### Your assignment
Given the material below, return only the lines starting at the line with "box: [558, 336, 571, 348]" and ending at the line with "381L506 378L505 387L507", exactly as they appear.

### Provided records
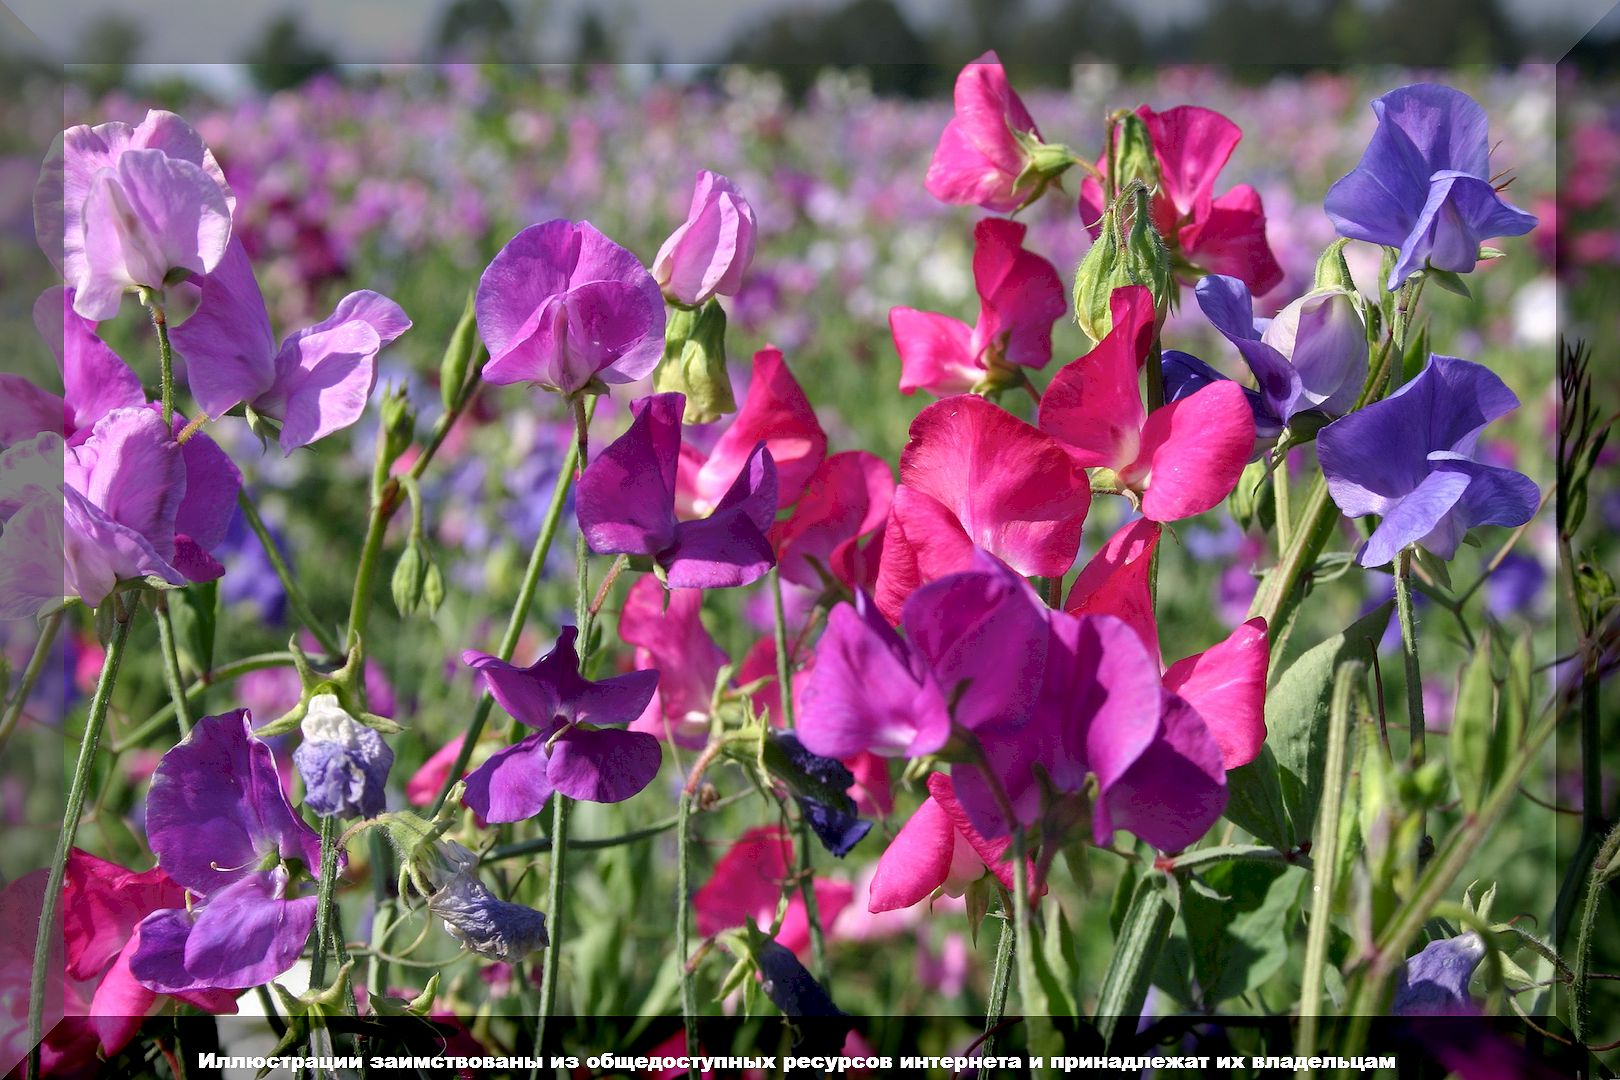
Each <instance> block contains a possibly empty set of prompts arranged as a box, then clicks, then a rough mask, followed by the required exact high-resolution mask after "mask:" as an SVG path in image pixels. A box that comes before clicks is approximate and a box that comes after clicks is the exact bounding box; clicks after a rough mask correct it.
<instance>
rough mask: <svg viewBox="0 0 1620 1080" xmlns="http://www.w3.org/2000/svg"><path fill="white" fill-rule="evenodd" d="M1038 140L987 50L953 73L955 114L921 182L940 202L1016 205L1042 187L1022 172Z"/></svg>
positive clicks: (1033, 130)
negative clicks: (921, 182)
mask: <svg viewBox="0 0 1620 1080" xmlns="http://www.w3.org/2000/svg"><path fill="white" fill-rule="evenodd" d="M1038 139H1040V130H1038V128H1037V126H1035V121H1034V120H1032V118H1030V115H1029V110H1027V108H1024V102H1022V100H1021V99H1019V96H1017V94H1016V92H1014V91H1013V87H1011V86H1009V84H1008V76H1006V71H1003V70H1001V60H1000V58H998V57H996V53H995V50H991V52H987V53H983V55H982V57H978V58H977V60H974V62H972V63H969V65H967V66H966V68H962V71H961V74H957V76H956V113H954V115H953V117H951V121H949V123H946V125H944V133H941V134H940V144H938V146H936V147H935V151H933V159H932V160H930V162H928V175H927V178H925V180H923V186H925V188H927V189H928V194H932V196H933V198H936V199H940V201H941V202H956V204H961V206H980V207H983V209H987V210H991V212H996V214H1006V212H1011V210H1016V209H1017V207H1021V206H1022V204H1024V202H1025V201H1029V198H1030V196H1034V194H1037V193H1038V191H1040V186H1042V180H1040V176H1034V175H1027V173H1025V170H1029V165H1030V157H1032V149H1034V147H1032V144H1034V142H1038Z"/></svg>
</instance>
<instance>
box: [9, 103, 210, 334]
mask: <svg viewBox="0 0 1620 1080" xmlns="http://www.w3.org/2000/svg"><path fill="white" fill-rule="evenodd" d="M235 207H237V199H235V198H233V196H232V193H230V186H228V185H227V183H225V175H224V173H222V172H220V168H219V164H217V162H215V160H214V154H212V152H209V149H207V146H204V144H203V139H199V138H198V133H196V131H193V130H191V126H190V125H188V123H186V121H185V120H181V118H180V117H177V115H175V113H170V112H160V110H156V108H154V110H151V112H147V113H146V120H143V121H141V123H139V126H134V128H131V126H130V125H126V123H104V125H97V126H94V128H91V126H86V125H79V126H75V128H68V130H66V131H63V133H62V141H60V142H57V144H55V146H53V147H52V149H50V154H49V155H47V157H45V164H44V168H42V170H40V176H39V186H37V188H36V189H34V230H36V235H37V238H39V246H40V248H42V249H44V251H45V256H47V257H50V261H52V262H53V264H55V266H57V269H60V270H62V275H63V277H65V279H66V282H68V285H70V287H71V288H73V290H75V298H73V306H75V311H78V313H79V314H81V316H84V317H86V319H96V321H100V319H112V317H113V316H117V314H118V303H120V300H122V298H123V293H125V290H130V288H151V290H160V288H164V285H167V283H170V282H172V275H173V274H177V272H181V274H207V272H211V270H212V269H214V267H215V266H217V264H219V261H220V259H222V257H224V256H225V244H227V243H228V241H230V215H232V212H233V210H235Z"/></svg>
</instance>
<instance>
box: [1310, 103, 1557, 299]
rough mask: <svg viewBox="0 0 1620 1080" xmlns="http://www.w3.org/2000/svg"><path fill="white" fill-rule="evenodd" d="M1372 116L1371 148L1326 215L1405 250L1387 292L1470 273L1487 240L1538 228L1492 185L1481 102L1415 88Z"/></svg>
mask: <svg viewBox="0 0 1620 1080" xmlns="http://www.w3.org/2000/svg"><path fill="white" fill-rule="evenodd" d="M1372 112H1374V115H1377V118H1379V128H1377V131H1374V133H1372V141H1371V142H1369V144H1367V149H1366V152H1364V154H1362V155H1361V162H1359V164H1358V165H1356V167H1354V168H1353V170H1349V173H1346V175H1345V176H1341V178H1340V180H1338V181H1336V183H1335V185H1333V186H1332V188H1328V193H1327V199H1325V202H1324V207H1325V209H1327V215H1328V217H1330V219H1333V225H1335V228H1338V235H1340V236H1349V238H1351V240H1366V241H1367V243H1375V244H1383V246H1387V248H1398V249H1400V257H1398V259H1396V261H1395V266H1393V267H1392V269H1390V279H1388V280H1387V282H1385V288H1390V290H1393V288H1398V287H1400V283H1401V282H1405V280H1406V277H1408V275H1409V274H1413V272H1414V270H1421V269H1422V267H1424V266H1432V267H1435V269H1440V270H1453V272H1456V274H1468V272H1469V270H1473V269H1474V264H1476V262H1477V261H1479V241H1482V240H1489V238H1492V236H1520V235H1523V233H1528V232H1529V230H1531V228H1534V227H1536V215H1534V214H1526V212H1524V210H1521V209H1518V207H1515V206H1511V204H1510V202H1507V201H1505V199H1503V198H1502V196H1500V194H1497V188H1495V186H1494V185H1492V181H1490V139H1489V136H1487V121H1486V110H1484V108H1481V107H1479V102H1476V100H1474V99H1473V97H1469V96H1468V94H1464V92H1461V91H1456V89H1452V87H1450V86H1435V84H1434V83H1416V84H1413V86H1403V87H1400V89H1395V91H1390V92H1388V94H1385V96H1383V97H1380V99H1377V100H1374V102H1372Z"/></svg>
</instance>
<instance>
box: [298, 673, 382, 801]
mask: <svg viewBox="0 0 1620 1080" xmlns="http://www.w3.org/2000/svg"><path fill="white" fill-rule="evenodd" d="M300 730H301V732H303V742H301V743H300V745H298V748H296V750H295V751H293V766H296V767H298V776H300V777H303V782H305V806H308V808H309V810H313V811H314V813H316V814H319V816H321V818H355V816H360V818H376V816H377V814H381V813H382V806H384V790H382V785H384V784H386V782H387V779H389V766H392V764H394V751H392V750H389V745H387V743H384V742H382V735H379V733H377V732H374V730H371V729H369V727H366V725H364V724H361V722H360V721H356V719H355V717H352V716H350V714H348V712H345V711H343V708H342V706H340V704H339V703H337V696H335V695H329V693H318V695H316V696H314V698H311V699H309V709H308V711H306V712H305V719H303V722H301V724H300Z"/></svg>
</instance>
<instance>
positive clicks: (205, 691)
mask: <svg viewBox="0 0 1620 1080" xmlns="http://www.w3.org/2000/svg"><path fill="white" fill-rule="evenodd" d="M292 665H293V654H292V653H256V654H254V656H245V657H241V659H240V661H232V662H230V664H222V665H219V667H215V669H214V670H211V672H209V674H207V675H204V677H203V678H199V680H196V682H194V683H191V685H190V687H186V703H188V704H191V703H194V701H198V699H199V698H201V696H203V695H204V693H207V688H209V687H215V685H219V683H225V682H232V680H235V678H240V677H243V675H246V674H248V672H262V670H266V669H272V667H292ZM173 717H175V703H173V701H172V699H170V701H168V703H167V704H164V706H162V708H159V709H157V711H156V712H152V716H149V717H147V719H146V722H144V724H141V725H139V727H136V729H134V730H131V732H130V733H128V735H125V737H123V738H120V740H117V742H115V743H113V745H112V753H113V755H122V753H123V751H126V750H131V748H134V746H139V745H141V743H144V742H146V740H147V738H151V737H152V735H156V733H157V732H160V730H162V729H165V727H168V722H170V721H172V719H173Z"/></svg>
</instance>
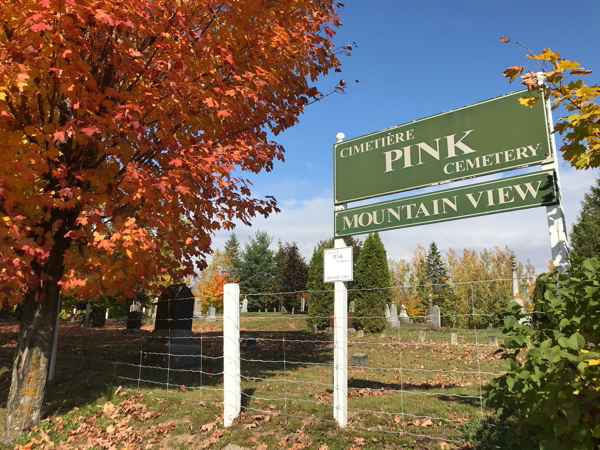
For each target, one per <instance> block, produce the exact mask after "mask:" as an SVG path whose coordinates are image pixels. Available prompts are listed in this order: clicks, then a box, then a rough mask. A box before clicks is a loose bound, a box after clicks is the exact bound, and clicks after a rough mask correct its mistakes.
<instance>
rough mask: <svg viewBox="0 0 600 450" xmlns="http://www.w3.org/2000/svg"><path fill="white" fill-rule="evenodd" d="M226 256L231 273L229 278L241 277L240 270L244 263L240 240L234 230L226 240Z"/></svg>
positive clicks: (238, 278)
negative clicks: (241, 251)
mask: <svg viewBox="0 0 600 450" xmlns="http://www.w3.org/2000/svg"><path fill="white" fill-rule="evenodd" d="M225 257H226V261H227V266H228V267H227V271H228V273H229V280H237V279H239V273H238V272H239V270H240V266H241V263H242V260H241V258H240V241H239V240H238V238H237V236H236V235H235V233H233V232H232V233H231V236H229V239H227V241H226V242H225Z"/></svg>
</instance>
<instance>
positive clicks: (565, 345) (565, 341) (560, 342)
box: [558, 336, 571, 348]
mask: <svg viewBox="0 0 600 450" xmlns="http://www.w3.org/2000/svg"><path fill="white" fill-rule="evenodd" d="M558 345H560V346H561V347H562V348H568V347H570V346H571V345H570V344H569V340H568V339H567V338H566V337H565V336H561V337H559V338H558Z"/></svg>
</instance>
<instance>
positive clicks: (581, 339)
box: [569, 333, 585, 350]
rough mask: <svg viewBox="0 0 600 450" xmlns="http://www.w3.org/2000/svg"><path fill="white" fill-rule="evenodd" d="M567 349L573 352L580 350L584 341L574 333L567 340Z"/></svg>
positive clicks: (584, 343)
mask: <svg viewBox="0 0 600 450" xmlns="http://www.w3.org/2000/svg"><path fill="white" fill-rule="evenodd" d="M569 347H571V348H572V349H573V350H581V349H582V348H583V347H585V339H584V338H583V336H582V335H580V334H579V333H575V334H574V335H573V336H571V337H570V338H569Z"/></svg>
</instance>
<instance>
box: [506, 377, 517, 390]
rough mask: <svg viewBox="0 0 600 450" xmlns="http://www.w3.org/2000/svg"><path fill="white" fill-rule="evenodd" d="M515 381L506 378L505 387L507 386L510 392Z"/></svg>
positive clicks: (511, 379)
mask: <svg viewBox="0 0 600 450" xmlns="http://www.w3.org/2000/svg"><path fill="white" fill-rule="evenodd" d="M515 381H517V380H515V379H514V378H507V379H506V385H507V386H508V388H509V389H511V390H512V388H513V386H514V385H515Z"/></svg>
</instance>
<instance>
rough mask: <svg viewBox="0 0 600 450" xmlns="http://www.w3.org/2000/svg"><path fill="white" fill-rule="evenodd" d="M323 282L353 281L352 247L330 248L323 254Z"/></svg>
mask: <svg viewBox="0 0 600 450" xmlns="http://www.w3.org/2000/svg"><path fill="white" fill-rule="evenodd" d="M324 263H325V264H324V266H325V270H324V271H323V281H324V282H325V283H334V282H336V281H353V279H354V273H353V271H352V247H341V248H331V249H327V250H325V253H324Z"/></svg>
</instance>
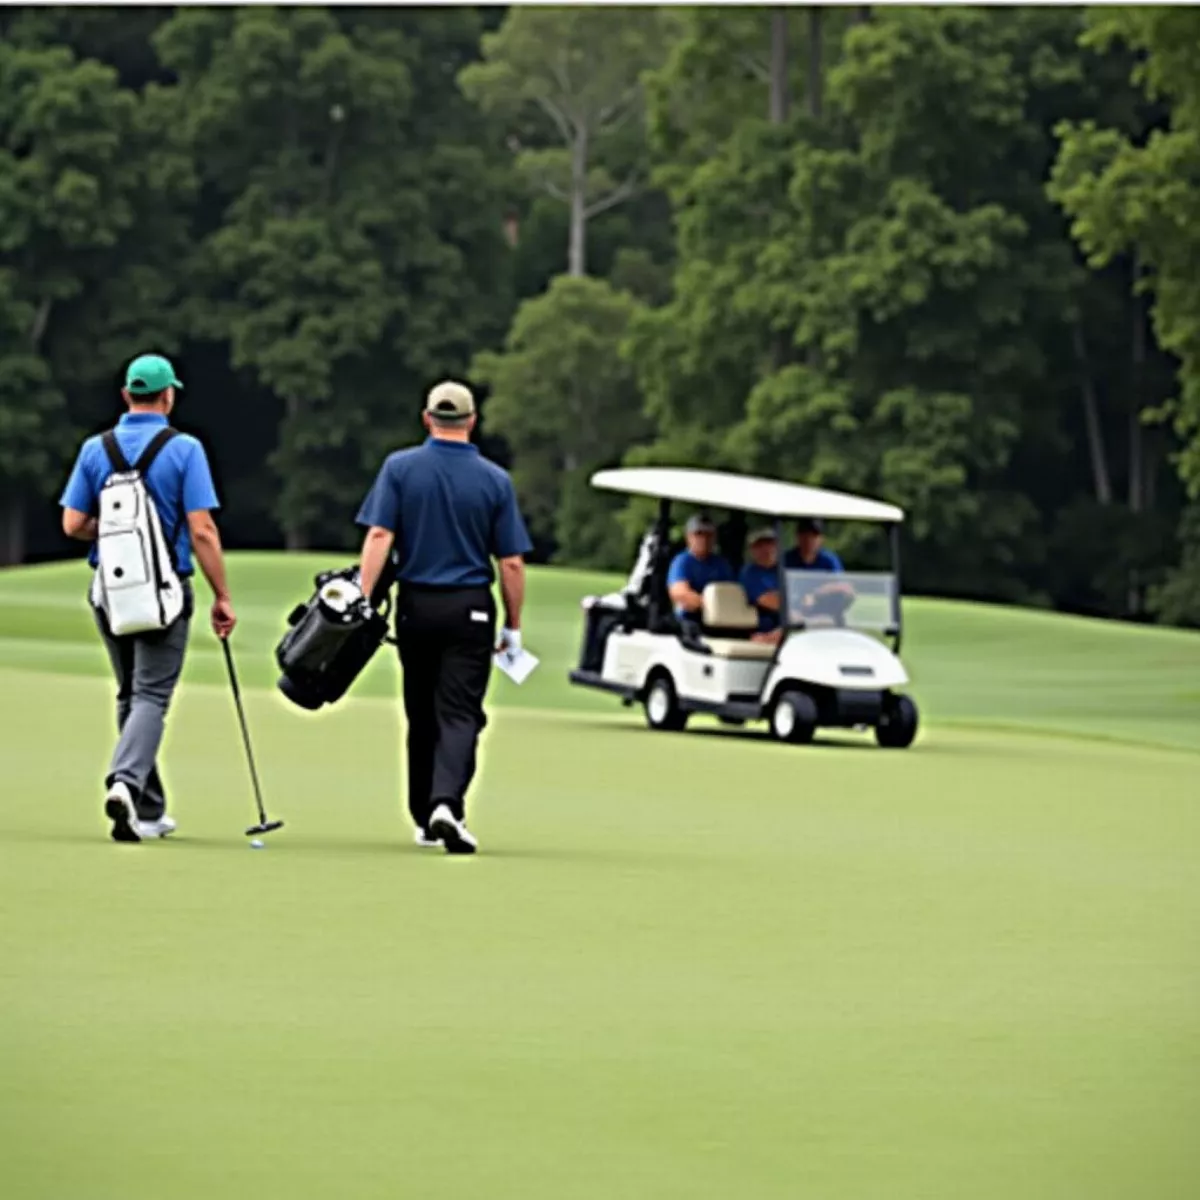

### Reply
box: [558, 336, 571, 348]
mask: <svg viewBox="0 0 600 450" xmlns="http://www.w3.org/2000/svg"><path fill="white" fill-rule="evenodd" d="M558 345H560V346H561V347H562V348H568V347H570V346H571V345H570V344H569V340H568V339H567V338H566V337H565V336H561V337H559V338H558Z"/></svg>
</instance>
<instance>
positive clicks: (581, 339)
box: [569, 333, 585, 350]
rough mask: <svg viewBox="0 0 600 450" xmlns="http://www.w3.org/2000/svg"><path fill="white" fill-rule="evenodd" d="M567 349L573 352L580 350L584 341L574 333L567 340Z"/></svg>
positive clicks: (584, 343)
mask: <svg viewBox="0 0 600 450" xmlns="http://www.w3.org/2000/svg"><path fill="white" fill-rule="evenodd" d="M569 347H571V348H572V349H573V350H581V349H582V348H583V347H585V339H584V338H583V336H582V335H580V334H579V333H575V334H574V335H573V336H571V337H570V338H569Z"/></svg>
</instance>
<instance>
box: [506, 377, 517, 390]
rough mask: <svg viewBox="0 0 600 450" xmlns="http://www.w3.org/2000/svg"><path fill="white" fill-rule="evenodd" d="M515 381L506 378L505 387L507 386L510 392Z"/></svg>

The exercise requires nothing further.